REPUBLIKA.CO.ID, PYONGYANG – Korea Utara (Korut) ditengarai memulai kembali aktivitas produksi plutonium di reaktor nuklirnya. Itu menandakan Pyongyang masih ingin melanjutkan program pengembangan senjata terlarangnya.
Badan Energi Atom Internasional (IAEA) mengungkapkan, aktivitas tersebut terjadi di situs Yongbon, yakni kompleks nuklir utama Korut. “Sejak awal Juli, sudah ada indikasi, termasuk keluarnya air pendingin, konsisten dengan pengoperasian reaktor,” kata IAEA dalam laporan tahunannya, Senin (30/8).
Menurut laporan IAEA, reaktor Yongbon tampaknya tidak aktif sejak Desember 2018. Kemungkinan pengoperasian reaktor tersebut mengikuti indikasi baru-baru ini bahwa Pyongyang juga menggunakan laboratorium radiokimia terdekat untuk memisahkan plutonium dari bahan bakar bekas yang sebelumnya dikeluarkan dari reaktor.

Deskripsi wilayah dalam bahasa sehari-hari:
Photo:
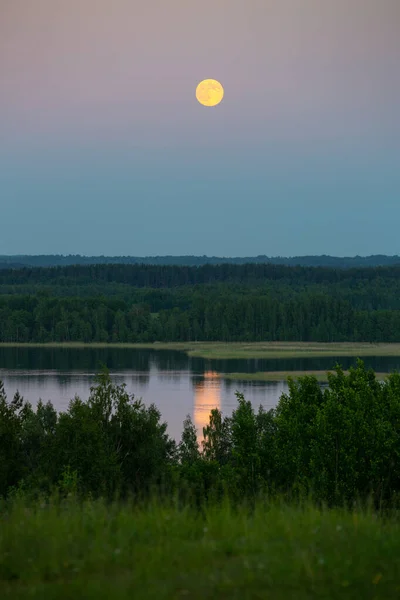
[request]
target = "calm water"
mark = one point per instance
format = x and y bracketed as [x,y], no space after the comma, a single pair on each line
[177,384]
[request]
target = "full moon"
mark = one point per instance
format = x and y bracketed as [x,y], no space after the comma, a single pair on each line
[209,92]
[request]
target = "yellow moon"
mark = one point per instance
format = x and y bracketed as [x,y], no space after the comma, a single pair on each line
[209,92]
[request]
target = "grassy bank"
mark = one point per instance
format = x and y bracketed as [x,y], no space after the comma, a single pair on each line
[283,375]
[219,350]
[99,552]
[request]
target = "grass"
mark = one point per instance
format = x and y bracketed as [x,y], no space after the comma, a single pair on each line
[220,350]
[95,551]
[283,375]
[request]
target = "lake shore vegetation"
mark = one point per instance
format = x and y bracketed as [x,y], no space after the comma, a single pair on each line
[210,303]
[300,501]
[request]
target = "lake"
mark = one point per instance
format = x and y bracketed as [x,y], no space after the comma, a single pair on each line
[177,384]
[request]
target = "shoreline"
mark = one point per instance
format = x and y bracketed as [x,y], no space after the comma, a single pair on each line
[238,350]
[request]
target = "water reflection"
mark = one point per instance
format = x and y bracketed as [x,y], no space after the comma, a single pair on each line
[177,384]
[207,396]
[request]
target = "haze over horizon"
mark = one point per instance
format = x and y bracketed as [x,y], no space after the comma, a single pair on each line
[105,151]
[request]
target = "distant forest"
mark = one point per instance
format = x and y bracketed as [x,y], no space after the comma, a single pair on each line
[146,303]
[54,260]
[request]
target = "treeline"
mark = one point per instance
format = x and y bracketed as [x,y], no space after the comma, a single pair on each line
[132,303]
[340,445]
[243,318]
[156,276]
[52,260]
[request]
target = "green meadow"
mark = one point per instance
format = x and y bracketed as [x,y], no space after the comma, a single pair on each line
[100,551]
[218,350]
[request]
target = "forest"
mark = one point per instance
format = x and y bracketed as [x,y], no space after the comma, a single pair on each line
[53,260]
[340,445]
[147,303]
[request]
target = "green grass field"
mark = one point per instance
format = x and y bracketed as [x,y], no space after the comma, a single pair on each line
[94,551]
[219,350]
[283,375]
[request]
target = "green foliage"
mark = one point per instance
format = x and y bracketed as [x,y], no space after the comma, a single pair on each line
[96,550]
[339,446]
[226,302]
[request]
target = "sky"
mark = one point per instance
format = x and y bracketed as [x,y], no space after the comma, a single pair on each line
[104,149]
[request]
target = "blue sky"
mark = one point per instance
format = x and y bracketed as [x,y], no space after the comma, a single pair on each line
[105,150]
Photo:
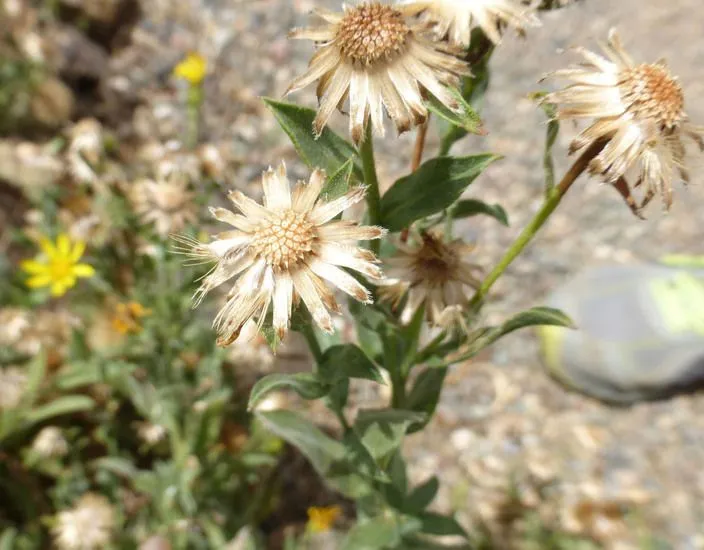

__Tugas Anda__: Lanjutkan berita tentang reaktor nuklir Korea Utara itu mulai dari kalimat terakhirnya. Data di atas berdiri sendiri dan tidak terkait dengan teks berita.

__Jawaban Anda__:
IAEA mengaku resah dengan perkembangan tersebut. Ia menekankan bahwa aktivitas di reaktor Yongbon merupakan pelanggaran jelas terhadap resolusi PBB. Yongbon terletak sekitar 100 kilometer ke utara dari Pyongyang. Yongbon merupakan rumah bagi reaktor nuklir pertama Korut dan merupakan satu-satunya sumber plutonium yang diketahui untuk program senjata negara tersebut.
Yongbon diyakini bukan satu-satunya fasilitas pengayaan uranium Korut. Menutup situs tersebut tak akan serta merta mengakhiri program nuklir Pyongyang. Pemimpin Korut Kim Jong-un sempat menawarkan penutupan situs Yongbon saat bertemu mantan presiden Amerika Serikat (AS) Donald Trump.
Namun, Kim meminta pencabutan beberapa sanksi ekonomi sebagai imbalan. Dua putaran pembicaraan antara Kim dan Trump tak menghasilkan kesepakatan. Sebab, AS menuntut Korut menutup semua situs uji coba nuklir. Setelah hal itu dilakukan dan terverifikasi, Washington bakal mencabut sanksi terhadap Pyongyang. Namun, tuntutan demikian ditolak Kim.